● What this task involves
Lay out the lines, from the first one through the line containing "[[164, 141, 200, 203]]", as a two-column CSV with the columns input and output. Put each text and its answer in one row, give each its own quoted field with line breaks turned into spaces, and leave out the pictures.

(Image box annotation lines)
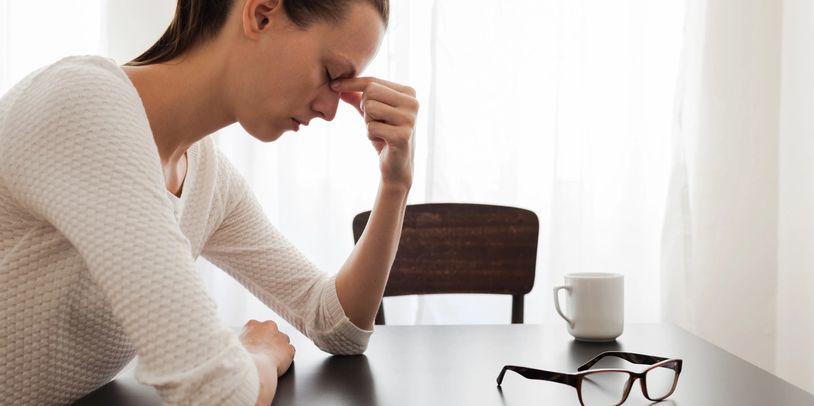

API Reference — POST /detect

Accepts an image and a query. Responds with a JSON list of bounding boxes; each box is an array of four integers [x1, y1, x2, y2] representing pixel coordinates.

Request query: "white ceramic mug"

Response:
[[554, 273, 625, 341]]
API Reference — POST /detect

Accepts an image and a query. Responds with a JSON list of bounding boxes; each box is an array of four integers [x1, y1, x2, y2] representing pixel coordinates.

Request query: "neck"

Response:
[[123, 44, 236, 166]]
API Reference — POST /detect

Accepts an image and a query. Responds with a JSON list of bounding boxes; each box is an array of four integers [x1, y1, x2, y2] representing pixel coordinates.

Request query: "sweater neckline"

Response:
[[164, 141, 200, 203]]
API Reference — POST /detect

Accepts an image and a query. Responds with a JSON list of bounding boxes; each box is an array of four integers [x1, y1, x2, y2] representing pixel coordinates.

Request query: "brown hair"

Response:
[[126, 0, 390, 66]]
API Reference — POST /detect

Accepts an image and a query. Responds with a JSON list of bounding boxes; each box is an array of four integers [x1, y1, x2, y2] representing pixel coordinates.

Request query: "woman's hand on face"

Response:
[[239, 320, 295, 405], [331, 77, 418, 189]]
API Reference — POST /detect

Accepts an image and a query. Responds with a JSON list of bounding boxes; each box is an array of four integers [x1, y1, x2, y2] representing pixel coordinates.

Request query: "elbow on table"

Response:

● Task solution
input,output
"API Reference — POST /detect Accepts an image and a query. Responds with a JSON list of bounding boxes; each box is an array of four integers [x1, y1, x2, y2] representing pixel coordinates. Request query: ""white ceramic mug"" Response:","[[554, 273, 625, 341]]"
"API Reference — POST /detect Accepts an image and a query. Responds with a JSON list of bounding boxes; each box is an array of four integers [x1, y1, x2, y2] representing pixel coordinates. Request query: ""neck"" Response:","[[123, 44, 236, 166]]"
"API Reference — POST /detect Accepts an image and a query. Responds with a JSON list of bounding boxes; each box is an array of four integers [x1, y1, x2, y2] representing pixel coordinates. Request query: ""sweater neckline"" Response:","[[164, 141, 200, 203]]"